Records shown
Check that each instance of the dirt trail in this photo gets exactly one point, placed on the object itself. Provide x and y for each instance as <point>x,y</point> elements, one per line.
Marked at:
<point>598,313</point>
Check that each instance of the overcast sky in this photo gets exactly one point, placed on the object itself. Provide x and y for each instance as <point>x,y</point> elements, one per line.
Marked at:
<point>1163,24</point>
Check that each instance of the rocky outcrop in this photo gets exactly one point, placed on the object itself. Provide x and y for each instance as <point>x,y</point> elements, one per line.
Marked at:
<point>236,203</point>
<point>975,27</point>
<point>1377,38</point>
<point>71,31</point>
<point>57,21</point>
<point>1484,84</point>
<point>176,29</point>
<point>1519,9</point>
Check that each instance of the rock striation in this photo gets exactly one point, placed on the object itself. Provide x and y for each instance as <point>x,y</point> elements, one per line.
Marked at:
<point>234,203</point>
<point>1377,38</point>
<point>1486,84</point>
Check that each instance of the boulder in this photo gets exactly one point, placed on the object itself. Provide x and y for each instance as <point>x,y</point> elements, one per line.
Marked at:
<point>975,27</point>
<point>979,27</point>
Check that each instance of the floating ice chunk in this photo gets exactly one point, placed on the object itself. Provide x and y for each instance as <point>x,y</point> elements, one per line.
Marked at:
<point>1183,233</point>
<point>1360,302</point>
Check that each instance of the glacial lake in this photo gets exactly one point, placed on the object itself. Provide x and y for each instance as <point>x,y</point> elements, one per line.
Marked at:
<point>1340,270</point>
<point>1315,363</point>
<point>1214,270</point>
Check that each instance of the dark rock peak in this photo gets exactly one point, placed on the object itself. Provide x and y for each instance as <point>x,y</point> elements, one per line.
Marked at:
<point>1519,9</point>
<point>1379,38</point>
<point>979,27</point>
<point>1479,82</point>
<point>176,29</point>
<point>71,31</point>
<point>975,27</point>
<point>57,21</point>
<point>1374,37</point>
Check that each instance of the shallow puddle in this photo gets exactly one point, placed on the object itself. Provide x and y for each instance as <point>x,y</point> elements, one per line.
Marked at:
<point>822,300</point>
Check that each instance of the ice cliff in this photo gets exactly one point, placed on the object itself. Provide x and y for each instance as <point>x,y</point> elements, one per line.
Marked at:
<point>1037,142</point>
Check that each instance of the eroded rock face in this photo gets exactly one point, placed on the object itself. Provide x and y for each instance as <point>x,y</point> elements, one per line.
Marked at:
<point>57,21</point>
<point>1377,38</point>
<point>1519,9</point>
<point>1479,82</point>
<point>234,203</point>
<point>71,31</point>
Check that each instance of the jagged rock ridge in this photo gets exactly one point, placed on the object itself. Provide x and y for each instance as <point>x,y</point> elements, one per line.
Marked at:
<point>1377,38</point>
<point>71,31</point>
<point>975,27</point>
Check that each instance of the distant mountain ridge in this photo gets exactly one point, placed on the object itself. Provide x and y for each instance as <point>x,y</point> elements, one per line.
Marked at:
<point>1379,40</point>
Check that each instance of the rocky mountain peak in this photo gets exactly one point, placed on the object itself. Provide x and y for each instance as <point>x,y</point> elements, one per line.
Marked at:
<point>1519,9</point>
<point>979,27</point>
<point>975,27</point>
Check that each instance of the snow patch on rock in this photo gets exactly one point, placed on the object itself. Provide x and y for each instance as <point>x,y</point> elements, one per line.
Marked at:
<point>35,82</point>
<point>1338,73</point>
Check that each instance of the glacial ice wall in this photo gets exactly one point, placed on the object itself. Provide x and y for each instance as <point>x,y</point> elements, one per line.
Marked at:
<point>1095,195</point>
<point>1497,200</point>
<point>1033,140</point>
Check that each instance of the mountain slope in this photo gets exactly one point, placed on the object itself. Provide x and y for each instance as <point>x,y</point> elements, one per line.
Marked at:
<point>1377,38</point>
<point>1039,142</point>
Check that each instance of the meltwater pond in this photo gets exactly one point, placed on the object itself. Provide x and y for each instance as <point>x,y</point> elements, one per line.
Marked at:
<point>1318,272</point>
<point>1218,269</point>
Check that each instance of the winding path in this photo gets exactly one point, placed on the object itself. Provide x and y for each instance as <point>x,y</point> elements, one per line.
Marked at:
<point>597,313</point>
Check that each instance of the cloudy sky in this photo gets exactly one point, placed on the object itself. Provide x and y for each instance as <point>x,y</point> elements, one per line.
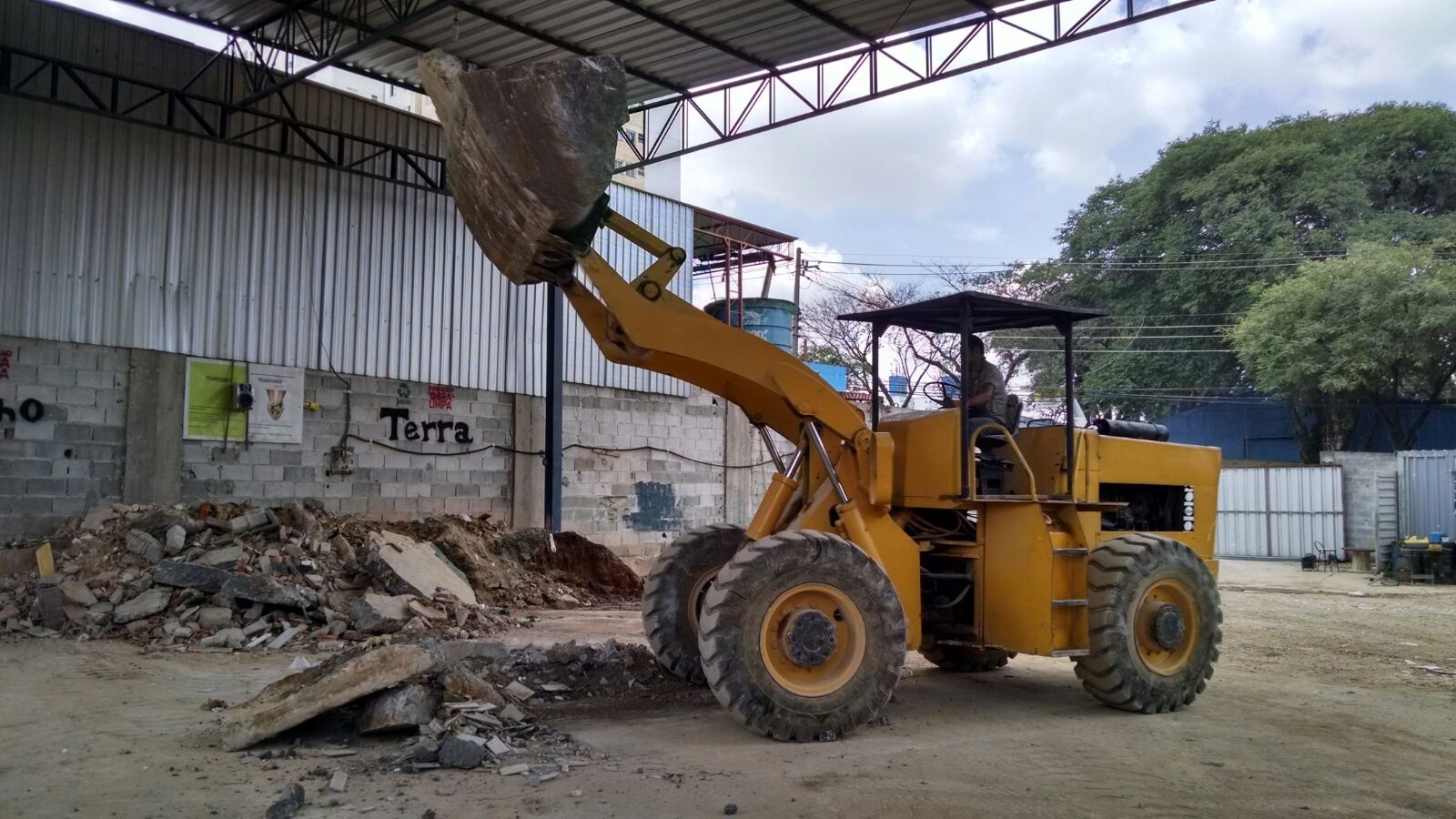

What is required
Reproduce in full the lines above, starting at the line that contains "Check that each instance of the ice" and stopping after the line that contains "<point>1037,142</point>". Increase each coordinate in the answers by 14.

Response for this exercise
Check that each instance of the ice cliff in this photo gets exactly one point, placed on the object itself. Provide x and y for each instance as <point>x,y</point> elements, one per line.
Marked at:
<point>1051,156</point>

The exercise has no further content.